▶ Supplied records

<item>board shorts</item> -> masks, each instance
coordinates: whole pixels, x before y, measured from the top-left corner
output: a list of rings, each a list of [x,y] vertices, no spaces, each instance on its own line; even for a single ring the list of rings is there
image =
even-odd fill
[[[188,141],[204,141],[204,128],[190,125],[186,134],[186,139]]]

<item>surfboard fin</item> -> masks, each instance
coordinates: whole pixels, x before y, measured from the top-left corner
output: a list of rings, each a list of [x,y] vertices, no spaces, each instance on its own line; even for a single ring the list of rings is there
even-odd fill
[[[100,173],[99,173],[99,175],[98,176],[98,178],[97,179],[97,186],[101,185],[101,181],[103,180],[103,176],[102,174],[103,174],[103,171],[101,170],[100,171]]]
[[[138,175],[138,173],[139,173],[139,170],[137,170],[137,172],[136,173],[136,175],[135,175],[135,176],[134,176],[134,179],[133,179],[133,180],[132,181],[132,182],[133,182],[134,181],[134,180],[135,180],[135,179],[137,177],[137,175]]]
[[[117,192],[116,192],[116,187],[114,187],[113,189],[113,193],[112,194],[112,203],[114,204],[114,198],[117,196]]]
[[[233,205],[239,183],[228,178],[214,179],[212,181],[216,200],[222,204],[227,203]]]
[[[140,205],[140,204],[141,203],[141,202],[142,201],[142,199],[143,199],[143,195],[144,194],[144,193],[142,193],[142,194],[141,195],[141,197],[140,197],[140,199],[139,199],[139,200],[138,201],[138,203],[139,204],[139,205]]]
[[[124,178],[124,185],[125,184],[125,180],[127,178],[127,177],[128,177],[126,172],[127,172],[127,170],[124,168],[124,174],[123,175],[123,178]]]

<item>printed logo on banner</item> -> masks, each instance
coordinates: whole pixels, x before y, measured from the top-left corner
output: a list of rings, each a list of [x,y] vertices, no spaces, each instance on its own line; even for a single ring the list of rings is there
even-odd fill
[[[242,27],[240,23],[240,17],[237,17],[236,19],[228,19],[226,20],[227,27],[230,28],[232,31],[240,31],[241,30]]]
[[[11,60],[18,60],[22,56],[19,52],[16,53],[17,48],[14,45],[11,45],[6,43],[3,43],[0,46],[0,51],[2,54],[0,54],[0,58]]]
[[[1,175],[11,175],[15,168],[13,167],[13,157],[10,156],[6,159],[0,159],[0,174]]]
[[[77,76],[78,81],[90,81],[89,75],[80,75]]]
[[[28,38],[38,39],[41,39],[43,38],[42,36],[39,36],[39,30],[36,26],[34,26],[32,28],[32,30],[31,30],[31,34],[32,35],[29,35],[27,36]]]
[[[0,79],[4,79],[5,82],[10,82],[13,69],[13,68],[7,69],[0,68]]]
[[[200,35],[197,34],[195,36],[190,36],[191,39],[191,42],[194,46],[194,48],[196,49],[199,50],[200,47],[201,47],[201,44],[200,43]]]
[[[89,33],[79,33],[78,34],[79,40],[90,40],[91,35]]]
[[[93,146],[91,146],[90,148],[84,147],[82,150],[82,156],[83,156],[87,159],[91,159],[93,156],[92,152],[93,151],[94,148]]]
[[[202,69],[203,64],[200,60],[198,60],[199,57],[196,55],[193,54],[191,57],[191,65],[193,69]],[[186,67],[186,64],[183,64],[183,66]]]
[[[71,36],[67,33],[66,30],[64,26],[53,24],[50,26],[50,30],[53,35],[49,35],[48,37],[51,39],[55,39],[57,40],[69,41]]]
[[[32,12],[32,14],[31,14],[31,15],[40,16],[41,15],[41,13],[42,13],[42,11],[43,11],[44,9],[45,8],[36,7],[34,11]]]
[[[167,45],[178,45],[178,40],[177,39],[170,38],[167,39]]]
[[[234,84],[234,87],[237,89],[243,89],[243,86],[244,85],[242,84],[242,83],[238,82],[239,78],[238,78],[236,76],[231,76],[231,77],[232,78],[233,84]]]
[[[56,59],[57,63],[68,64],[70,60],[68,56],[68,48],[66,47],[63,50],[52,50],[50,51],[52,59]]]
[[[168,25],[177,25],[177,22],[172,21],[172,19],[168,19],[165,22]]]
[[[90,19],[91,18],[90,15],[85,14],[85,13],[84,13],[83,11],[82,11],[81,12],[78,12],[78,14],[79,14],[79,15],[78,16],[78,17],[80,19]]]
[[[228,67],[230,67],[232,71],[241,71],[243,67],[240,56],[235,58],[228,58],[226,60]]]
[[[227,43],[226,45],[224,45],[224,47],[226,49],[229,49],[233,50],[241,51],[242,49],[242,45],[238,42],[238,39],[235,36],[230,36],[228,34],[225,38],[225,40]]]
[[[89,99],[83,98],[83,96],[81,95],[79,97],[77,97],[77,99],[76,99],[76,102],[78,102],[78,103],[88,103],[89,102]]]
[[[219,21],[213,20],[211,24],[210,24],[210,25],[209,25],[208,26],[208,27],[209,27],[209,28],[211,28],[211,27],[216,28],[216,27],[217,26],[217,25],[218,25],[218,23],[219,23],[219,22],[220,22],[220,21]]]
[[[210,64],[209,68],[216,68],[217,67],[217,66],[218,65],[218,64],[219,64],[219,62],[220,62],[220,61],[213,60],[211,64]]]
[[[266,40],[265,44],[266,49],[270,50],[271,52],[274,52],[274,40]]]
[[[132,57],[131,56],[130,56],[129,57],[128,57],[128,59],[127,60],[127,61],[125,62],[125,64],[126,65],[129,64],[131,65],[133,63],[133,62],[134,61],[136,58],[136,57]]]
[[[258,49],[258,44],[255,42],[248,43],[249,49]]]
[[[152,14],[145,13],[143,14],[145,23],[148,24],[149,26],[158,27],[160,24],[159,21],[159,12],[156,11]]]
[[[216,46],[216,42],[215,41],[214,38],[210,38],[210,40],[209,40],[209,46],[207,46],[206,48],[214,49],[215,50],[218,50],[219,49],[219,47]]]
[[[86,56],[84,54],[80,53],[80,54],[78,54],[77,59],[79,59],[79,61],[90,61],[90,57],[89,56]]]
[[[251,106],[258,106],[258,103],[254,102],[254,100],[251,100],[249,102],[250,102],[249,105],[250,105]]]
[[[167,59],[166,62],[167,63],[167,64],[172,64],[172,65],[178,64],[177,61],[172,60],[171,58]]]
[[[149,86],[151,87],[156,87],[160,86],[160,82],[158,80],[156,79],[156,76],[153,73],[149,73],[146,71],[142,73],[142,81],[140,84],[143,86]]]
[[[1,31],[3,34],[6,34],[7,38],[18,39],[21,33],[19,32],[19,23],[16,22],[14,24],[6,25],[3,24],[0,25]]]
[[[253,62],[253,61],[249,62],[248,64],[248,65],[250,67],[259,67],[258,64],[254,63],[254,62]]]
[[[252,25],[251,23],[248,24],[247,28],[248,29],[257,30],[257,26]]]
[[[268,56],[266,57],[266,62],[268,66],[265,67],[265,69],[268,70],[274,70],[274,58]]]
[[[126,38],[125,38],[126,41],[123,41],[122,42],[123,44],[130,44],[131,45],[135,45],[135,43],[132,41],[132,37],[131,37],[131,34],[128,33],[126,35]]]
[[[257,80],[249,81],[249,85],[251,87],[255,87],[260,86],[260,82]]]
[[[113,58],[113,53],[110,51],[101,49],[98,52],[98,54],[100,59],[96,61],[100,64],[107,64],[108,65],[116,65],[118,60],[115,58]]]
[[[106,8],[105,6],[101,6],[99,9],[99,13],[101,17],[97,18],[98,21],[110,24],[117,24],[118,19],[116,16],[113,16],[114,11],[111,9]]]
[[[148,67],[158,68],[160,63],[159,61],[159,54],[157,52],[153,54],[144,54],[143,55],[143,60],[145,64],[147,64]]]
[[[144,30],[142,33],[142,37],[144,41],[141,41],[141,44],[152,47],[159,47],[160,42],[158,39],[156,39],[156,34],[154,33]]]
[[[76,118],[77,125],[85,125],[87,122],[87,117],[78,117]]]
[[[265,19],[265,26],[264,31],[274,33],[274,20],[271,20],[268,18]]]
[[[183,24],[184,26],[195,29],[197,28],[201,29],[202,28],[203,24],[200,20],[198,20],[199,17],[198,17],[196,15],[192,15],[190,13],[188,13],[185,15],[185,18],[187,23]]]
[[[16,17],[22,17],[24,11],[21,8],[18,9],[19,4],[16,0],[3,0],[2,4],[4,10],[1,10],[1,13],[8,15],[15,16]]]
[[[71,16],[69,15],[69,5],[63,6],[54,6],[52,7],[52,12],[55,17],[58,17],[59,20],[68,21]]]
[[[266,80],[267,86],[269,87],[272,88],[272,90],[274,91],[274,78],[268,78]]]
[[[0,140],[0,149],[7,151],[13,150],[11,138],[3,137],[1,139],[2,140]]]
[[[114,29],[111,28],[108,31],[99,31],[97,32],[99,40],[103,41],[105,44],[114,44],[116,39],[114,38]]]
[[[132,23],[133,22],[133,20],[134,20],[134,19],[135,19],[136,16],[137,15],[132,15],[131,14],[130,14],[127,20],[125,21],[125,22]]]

▶ What to produce
Copy the items from their start through the line containing "[[[188,141],[204,141],[204,128],[190,125],[186,134],[186,139]]]", with both ends included. Swap "board shorts" for "swim trunks" and leave everything else unchanged.

▶ Answer to the exercise
<item>swim trunks</item> -> masks, each instance
coordinates: whole pixels, x before y, measured from the top-left corner
output: a list of rings, each a list of [x,y] vertices, no spaces, each instance on its own line; even for a single ring the list of rings is there
image =
even-odd fill
[[[188,141],[204,141],[204,128],[190,125],[186,134],[186,139]]]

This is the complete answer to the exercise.